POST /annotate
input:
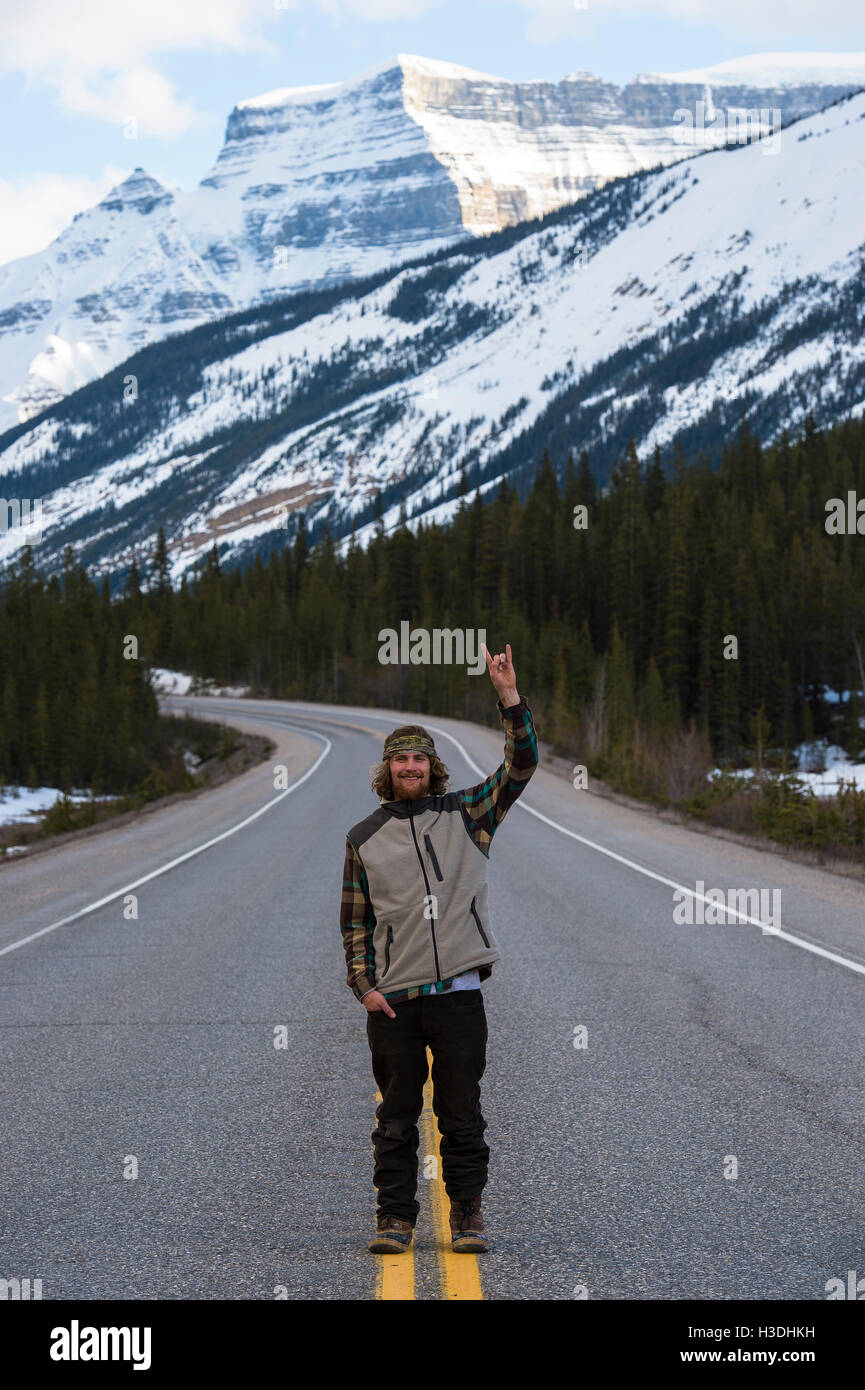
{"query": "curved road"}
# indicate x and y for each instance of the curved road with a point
(675, 1109)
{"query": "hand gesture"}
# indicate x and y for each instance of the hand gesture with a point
(502, 674)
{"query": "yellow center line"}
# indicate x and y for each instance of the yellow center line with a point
(459, 1275)
(395, 1273)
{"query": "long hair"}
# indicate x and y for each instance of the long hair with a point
(380, 774)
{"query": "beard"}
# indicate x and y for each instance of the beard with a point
(410, 790)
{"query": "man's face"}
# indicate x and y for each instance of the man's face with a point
(410, 776)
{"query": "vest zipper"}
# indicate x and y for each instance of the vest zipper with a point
(479, 923)
(423, 869)
(431, 852)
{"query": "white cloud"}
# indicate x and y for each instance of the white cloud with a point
(773, 22)
(102, 56)
(38, 207)
(99, 56)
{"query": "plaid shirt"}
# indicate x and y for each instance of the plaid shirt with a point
(484, 808)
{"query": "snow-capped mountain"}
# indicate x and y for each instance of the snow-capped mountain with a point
(662, 306)
(316, 185)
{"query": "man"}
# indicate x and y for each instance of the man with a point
(417, 945)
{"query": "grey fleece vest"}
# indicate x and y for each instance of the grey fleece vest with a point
(427, 881)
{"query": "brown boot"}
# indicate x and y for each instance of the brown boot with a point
(467, 1225)
(391, 1236)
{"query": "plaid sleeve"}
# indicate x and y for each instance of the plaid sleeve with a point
(484, 806)
(356, 922)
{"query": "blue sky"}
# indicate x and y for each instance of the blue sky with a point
(71, 74)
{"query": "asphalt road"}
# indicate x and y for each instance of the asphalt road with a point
(145, 1044)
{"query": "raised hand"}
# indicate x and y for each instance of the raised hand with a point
(502, 674)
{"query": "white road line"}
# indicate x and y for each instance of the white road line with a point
(630, 863)
(191, 854)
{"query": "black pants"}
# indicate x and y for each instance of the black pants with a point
(455, 1026)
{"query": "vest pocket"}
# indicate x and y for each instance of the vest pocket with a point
(434, 861)
(480, 927)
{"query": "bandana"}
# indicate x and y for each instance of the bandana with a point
(409, 742)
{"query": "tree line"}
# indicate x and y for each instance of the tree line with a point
(680, 617)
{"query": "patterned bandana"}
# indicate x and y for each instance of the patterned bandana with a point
(409, 742)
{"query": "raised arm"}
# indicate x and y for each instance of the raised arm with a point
(486, 805)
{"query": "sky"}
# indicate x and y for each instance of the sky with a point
(89, 89)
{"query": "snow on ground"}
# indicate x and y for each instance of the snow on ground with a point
(819, 754)
(25, 804)
(180, 683)
(170, 683)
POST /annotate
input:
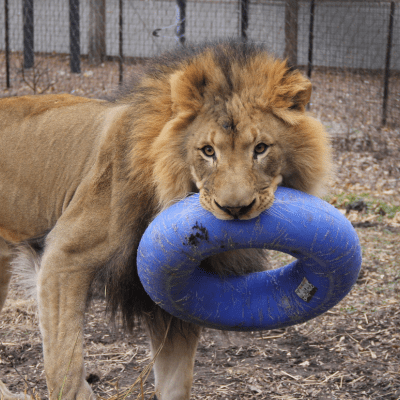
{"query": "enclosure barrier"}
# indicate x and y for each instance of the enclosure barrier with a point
(312, 34)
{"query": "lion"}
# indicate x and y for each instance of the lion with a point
(81, 179)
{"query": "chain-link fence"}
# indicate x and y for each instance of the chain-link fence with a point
(350, 49)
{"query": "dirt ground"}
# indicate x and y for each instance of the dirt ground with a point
(350, 352)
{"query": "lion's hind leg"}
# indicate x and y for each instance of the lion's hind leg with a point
(173, 368)
(5, 276)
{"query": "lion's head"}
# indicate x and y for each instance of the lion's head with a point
(230, 123)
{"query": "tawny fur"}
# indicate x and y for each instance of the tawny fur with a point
(89, 176)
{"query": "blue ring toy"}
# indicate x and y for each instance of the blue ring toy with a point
(323, 241)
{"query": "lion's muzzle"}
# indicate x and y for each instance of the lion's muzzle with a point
(236, 212)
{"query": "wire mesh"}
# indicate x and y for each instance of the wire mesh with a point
(350, 49)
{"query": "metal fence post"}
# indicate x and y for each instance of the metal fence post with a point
(121, 38)
(7, 43)
(27, 13)
(311, 38)
(387, 64)
(181, 20)
(244, 12)
(74, 37)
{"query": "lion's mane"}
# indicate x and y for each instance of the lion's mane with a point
(164, 98)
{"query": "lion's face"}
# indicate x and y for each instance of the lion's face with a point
(236, 163)
(235, 127)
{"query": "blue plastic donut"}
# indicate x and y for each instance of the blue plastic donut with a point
(323, 241)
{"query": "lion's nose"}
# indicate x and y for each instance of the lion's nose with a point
(236, 212)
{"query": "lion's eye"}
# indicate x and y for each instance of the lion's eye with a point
(208, 151)
(260, 148)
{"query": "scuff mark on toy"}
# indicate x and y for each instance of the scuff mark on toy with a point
(306, 290)
(200, 233)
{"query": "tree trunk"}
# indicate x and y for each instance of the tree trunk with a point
(291, 27)
(97, 31)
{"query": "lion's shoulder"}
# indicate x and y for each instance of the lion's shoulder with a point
(29, 106)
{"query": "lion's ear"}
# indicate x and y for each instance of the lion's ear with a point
(187, 89)
(302, 97)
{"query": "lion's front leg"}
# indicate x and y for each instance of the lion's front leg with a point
(62, 294)
(173, 369)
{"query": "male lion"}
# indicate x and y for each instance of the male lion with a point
(81, 179)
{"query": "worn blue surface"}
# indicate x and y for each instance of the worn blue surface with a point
(323, 241)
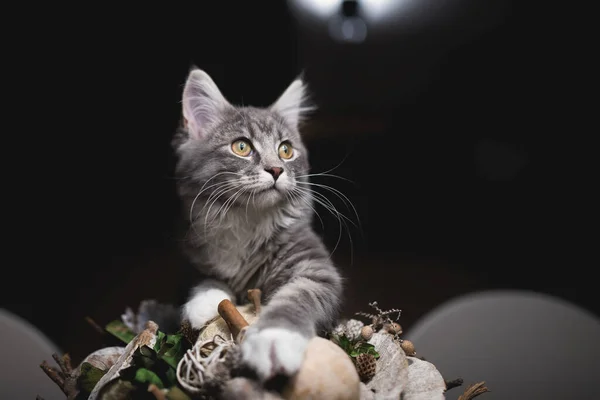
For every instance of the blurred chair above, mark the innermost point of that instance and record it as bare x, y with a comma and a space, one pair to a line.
524, 345
24, 347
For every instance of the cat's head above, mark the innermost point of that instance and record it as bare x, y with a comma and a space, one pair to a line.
248, 155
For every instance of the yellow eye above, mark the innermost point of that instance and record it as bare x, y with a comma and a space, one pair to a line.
241, 147
286, 151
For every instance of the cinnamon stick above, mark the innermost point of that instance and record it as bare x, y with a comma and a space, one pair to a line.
235, 321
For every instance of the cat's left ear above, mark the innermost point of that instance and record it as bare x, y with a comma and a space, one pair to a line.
293, 105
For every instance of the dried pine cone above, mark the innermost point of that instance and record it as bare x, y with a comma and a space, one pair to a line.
394, 328
366, 332
353, 328
366, 366
408, 347
339, 330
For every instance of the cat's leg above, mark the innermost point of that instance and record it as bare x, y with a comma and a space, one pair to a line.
204, 299
309, 300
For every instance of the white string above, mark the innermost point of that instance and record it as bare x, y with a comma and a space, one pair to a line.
192, 367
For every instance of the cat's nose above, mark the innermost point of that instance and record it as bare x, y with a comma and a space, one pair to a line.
275, 171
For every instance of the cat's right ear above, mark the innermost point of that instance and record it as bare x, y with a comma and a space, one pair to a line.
202, 103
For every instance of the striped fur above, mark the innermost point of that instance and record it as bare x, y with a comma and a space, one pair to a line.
248, 230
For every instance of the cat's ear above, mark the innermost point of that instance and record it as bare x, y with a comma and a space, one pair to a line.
202, 103
293, 105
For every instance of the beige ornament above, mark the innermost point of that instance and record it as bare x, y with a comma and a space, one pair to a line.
366, 332
326, 373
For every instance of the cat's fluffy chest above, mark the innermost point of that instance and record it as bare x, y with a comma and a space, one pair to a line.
235, 245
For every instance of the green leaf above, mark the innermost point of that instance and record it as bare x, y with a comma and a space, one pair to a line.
120, 330
172, 349
117, 389
176, 393
144, 375
171, 376
89, 377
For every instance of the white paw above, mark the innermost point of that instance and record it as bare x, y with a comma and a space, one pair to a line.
203, 303
274, 351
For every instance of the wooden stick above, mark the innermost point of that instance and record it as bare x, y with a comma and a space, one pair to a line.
254, 295
54, 375
473, 391
235, 321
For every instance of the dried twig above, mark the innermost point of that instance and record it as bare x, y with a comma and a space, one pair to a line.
235, 321
95, 325
382, 317
157, 392
254, 295
453, 383
473, 391
63, 377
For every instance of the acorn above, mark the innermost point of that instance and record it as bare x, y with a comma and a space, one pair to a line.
408, 347
366, 332
366, 366
188, 332
394, 328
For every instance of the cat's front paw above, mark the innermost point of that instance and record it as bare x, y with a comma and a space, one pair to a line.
202, 305
274, 351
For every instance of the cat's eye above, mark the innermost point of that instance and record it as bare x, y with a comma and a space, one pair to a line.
241, 147
286, 151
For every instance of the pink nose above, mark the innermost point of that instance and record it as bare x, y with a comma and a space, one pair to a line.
275, 171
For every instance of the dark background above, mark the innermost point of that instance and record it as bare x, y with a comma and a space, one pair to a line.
441, 123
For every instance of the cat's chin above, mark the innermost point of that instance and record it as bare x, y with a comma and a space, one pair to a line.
269, 198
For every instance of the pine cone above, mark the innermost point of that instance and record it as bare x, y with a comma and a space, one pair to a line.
353, 328
408, 347
366, 366
339, 330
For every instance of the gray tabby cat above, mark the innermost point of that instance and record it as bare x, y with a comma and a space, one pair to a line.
243, 177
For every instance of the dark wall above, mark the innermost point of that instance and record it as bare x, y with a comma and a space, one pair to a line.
448, 176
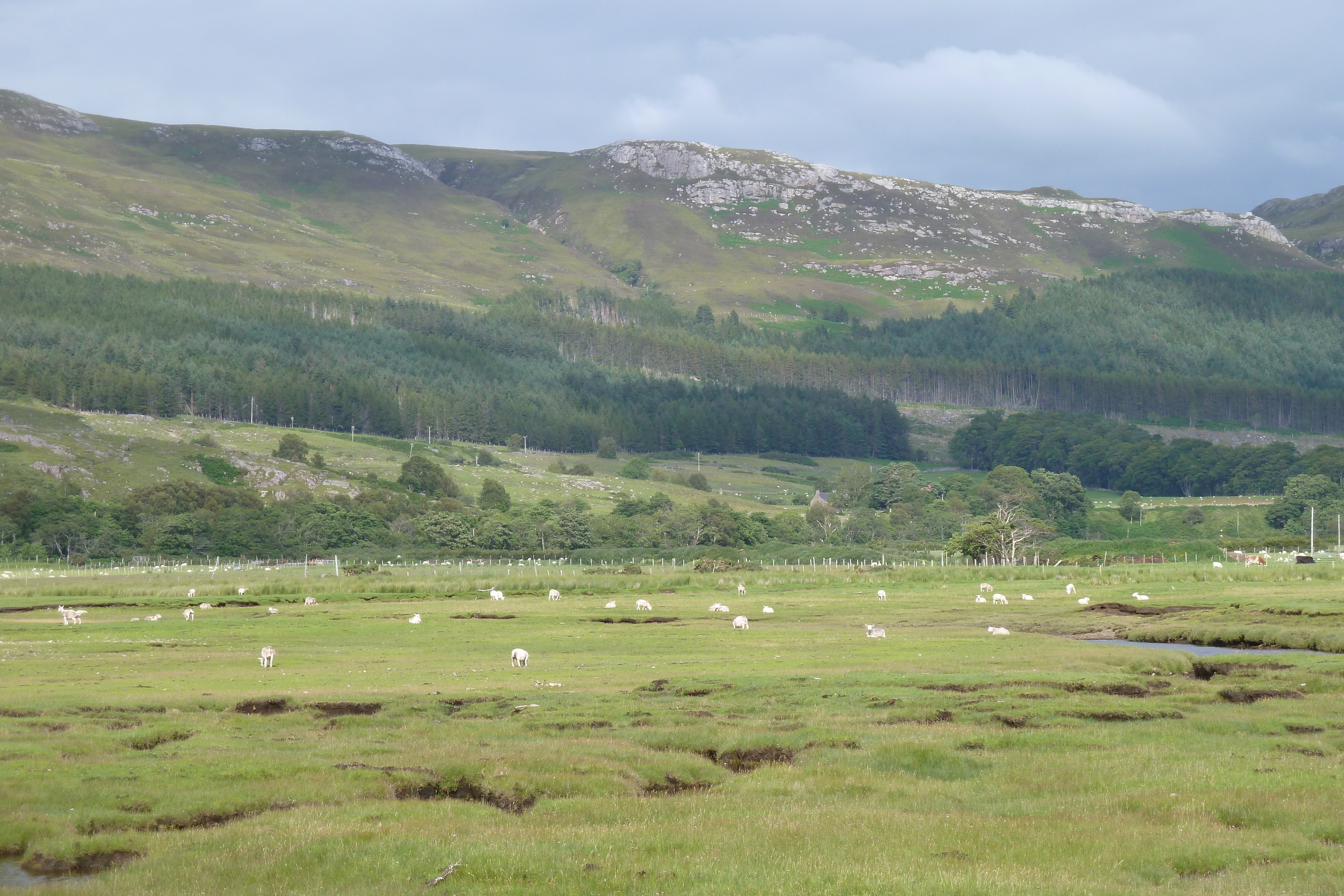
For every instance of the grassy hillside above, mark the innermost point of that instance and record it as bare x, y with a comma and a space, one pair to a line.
1315, 223
283, 209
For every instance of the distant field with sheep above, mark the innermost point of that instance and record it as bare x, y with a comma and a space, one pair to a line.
839, 743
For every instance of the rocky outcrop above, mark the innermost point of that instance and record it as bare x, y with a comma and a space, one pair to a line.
32, 113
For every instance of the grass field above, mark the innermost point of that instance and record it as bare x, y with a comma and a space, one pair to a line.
675, 757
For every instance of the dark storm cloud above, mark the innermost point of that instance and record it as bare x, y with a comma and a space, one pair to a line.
1170, 104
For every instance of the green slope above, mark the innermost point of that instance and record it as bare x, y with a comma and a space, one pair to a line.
1315, 223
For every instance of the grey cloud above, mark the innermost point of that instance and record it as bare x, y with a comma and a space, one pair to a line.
1169, 104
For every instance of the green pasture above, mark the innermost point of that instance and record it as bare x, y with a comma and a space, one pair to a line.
677, 757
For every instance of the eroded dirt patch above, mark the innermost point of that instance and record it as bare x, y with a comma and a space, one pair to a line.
347, 709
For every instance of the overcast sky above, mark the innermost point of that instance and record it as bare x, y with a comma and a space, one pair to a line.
1173, 104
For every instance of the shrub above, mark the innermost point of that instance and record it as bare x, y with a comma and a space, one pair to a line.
494, 498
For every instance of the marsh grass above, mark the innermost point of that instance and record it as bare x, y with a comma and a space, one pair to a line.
679, 758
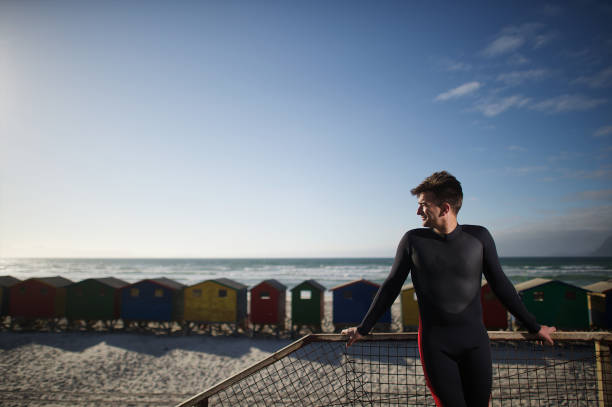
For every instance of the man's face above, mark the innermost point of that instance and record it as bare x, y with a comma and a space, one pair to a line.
428, 210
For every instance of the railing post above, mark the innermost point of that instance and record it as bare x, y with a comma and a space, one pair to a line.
604, 373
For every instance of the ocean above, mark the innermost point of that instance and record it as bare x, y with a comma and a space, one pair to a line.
329, 272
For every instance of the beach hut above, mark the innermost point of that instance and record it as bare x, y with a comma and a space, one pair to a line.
268, 303
6, 282
94, 299
216, 301
39, 298
410, 308
600, 304
158, 299
494, 314
556, 303
307, 305
351, 302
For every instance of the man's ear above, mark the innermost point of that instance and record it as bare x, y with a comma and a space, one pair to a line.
446, 208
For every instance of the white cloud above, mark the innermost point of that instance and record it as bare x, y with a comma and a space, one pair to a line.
494, 107
570, 233
602, 79
541, 40
518, 59
512, 38
591, 195
603, 131
587, 174
526, 170
552, 10
459, 91
504, 44
517, 77
566, 103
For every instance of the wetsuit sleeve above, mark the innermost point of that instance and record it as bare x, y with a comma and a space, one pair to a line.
501, 285
390, 289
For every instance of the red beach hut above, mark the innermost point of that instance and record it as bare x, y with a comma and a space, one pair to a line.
494, 314
39, 298
268, 300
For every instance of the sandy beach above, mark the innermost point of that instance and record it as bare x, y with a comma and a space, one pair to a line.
118, 368
95, 369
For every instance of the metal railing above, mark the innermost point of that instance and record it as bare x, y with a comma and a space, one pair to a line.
384, 369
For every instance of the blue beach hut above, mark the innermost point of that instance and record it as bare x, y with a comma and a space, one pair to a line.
157, 299
600, 304
351, 302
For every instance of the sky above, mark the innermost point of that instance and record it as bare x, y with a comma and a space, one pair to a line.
297, 129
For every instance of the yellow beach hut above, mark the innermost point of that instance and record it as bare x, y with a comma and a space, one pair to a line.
216, 302
410, 308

━━━━━━━━

● Exercise directions
Beginning with the line that has "For every instance of the sandy", set down every line of the entries above through the final one, unchanged.

● Reply
For every instance of the sandy beach above, mark the innermost point of that instance and record it as bare x, y with a comma and a space, one pair to a line.
118, 368
95, 369
For every instance of the metal railing above, mark the innermost point of that instance and record it as bare x, y with a comma and a space, one pair to a line.
384, 369
For every instance of the blue beach hut above, mark the innermost point of that instance and record it as bare x, y with a comma and a space, one pair to a line.
157, 299
600, 304
351, 302
For every instance of the sky above, mark the innermost point of that instance and record it as bare x, y with a comma and a space, one pair to a line.
297, 129
For every instance of the yellow beach hut above, mark the innermost point of that instance and record it as bare x, y with a comma and a space, one pair to a line.
216, 302
410, 308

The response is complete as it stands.